Objective
Decide whether each statement below agrees with the article about Jakeb Norton, answering yes or no and quoting the deciding words of the article. 1. Norton showed signs of depression before his death. 2. Hundreds of people attended Norton's funeral. 3. Norton's family made the bracelets that read "do it for Jakeb."

Text to read
Michael Conway, physical education teacher, will always remember his cousin Jakeb Norton, who committed suicide a little over a year ago. Conway saw firsthand how much love Norton’s peers had for him, and wants current students to remember that they can always find support.

When Norton’s family heard the news, they were in complete disbelief. Norton had been a straight-A student and showed no signs of depression. He had three younger siblings and supportive parents. “An hour before (we found out), they were out having a bonfire, it was his parent’s anniversary. And an hour later, he was gone,” Conway said.

In the aftermath of the tragedy, searching for a how or why seemed impossible. Conway and his family were convinced that it was an accident, or that Norton was under the influence. However, it was bullying that led Norton to take his life. “There were no early signs. We found out later on that he was being severely bullied through social media,” Conway said. “It makes me sick to think that (bullying) happens.” Conway’s family, including his niece, Madison Johnson, have responded to Norton’s passing by joining anti-bullying groups such as Rachel’s Challenge, a non-profit organization dedicated to creating a safe learning environment and starting “a chain reaction of kindness and compassion,” as stated on their website.

Conway believes that people can say “tiny little things that add up, and those tiny little things can break someone,” but he also thinks that little things can have a positive impact. He says a simple hello can change someone’s life, and urges students to be welcoming and accepting of others. “It doesn’t take a whole lot to ask someone who is by themselves to sit with you at lunch. That could end up being greater than anything you do in life–it may just end up being as simple as that.”

Whether or not his cousin felt loved or accepted by his peers, Conway said, his funeral spoke for itself. Hundreds of people, including classmates, were in attendance. “When you’re suffering so bad, you’re thinking about yourself,” Conway explained. “And whether or not you think that you’re loved, you are. You can be loved by your teachers, your peers, your families. There’s always people out there that love and care about you.”

Norton’s school responded to his passing by making bracelets, like the one that Conway wears daily, that reads “do it for Jakeb.” “These kids (at his high school) made these bracelets to spread the love that he spread,” Conway said. “He touched so many people’s lives.”

Records taken from a collection:
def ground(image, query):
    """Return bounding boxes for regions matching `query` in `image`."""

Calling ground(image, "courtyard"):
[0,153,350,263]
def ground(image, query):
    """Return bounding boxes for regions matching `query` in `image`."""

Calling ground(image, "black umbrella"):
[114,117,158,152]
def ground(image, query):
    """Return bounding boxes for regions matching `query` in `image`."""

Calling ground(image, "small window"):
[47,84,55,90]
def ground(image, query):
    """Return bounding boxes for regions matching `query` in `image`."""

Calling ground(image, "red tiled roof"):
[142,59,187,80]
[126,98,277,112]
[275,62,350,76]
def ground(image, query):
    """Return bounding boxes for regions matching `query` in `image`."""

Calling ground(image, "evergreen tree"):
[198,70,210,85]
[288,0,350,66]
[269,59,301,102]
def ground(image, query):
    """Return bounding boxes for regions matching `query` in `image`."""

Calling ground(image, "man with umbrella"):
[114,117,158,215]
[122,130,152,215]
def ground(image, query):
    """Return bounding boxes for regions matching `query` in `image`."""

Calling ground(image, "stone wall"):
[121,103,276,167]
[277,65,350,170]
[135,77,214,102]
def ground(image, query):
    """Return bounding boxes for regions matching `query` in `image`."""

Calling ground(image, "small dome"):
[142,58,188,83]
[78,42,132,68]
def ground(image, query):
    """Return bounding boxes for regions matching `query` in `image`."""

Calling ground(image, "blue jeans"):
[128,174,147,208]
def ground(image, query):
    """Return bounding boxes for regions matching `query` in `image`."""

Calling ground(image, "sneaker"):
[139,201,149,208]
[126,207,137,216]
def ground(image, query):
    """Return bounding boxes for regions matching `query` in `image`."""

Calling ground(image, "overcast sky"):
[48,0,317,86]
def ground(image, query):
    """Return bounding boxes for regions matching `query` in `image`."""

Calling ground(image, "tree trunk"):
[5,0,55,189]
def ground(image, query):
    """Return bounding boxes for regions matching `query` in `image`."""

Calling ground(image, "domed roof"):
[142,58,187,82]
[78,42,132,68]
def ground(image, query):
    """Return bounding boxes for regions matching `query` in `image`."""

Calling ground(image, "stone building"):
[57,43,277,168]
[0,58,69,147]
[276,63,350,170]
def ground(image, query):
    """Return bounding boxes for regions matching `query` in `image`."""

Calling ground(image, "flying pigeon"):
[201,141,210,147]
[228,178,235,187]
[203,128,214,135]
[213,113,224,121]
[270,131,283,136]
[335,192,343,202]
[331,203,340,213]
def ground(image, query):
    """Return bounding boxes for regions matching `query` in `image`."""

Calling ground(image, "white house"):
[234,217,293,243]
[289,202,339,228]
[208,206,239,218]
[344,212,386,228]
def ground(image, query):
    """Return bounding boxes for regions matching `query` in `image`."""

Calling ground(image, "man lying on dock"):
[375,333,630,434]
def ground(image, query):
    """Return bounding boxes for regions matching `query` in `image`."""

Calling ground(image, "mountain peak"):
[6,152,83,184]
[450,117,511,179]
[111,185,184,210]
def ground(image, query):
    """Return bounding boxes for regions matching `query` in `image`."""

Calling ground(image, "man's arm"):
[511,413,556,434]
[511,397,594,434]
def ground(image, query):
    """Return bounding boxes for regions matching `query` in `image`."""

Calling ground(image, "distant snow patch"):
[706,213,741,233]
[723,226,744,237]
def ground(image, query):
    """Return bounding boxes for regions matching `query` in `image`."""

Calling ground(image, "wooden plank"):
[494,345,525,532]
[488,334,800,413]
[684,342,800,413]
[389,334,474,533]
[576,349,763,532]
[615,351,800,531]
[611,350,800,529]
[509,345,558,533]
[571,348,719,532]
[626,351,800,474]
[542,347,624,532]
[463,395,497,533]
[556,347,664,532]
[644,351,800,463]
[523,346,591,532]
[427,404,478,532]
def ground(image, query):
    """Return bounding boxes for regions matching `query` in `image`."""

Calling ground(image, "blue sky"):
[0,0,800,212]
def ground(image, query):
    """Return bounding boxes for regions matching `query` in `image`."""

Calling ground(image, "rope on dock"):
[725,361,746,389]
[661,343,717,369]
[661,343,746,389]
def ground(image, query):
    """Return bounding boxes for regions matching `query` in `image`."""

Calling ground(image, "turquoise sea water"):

Written response
1. No: "Norton had been a straight-A student and showed no signs of depression."
2. Yes: "Hundreds of people, including classmates, were in attendance."
3. No: "Norton’s school responded to his passing by making bracelets"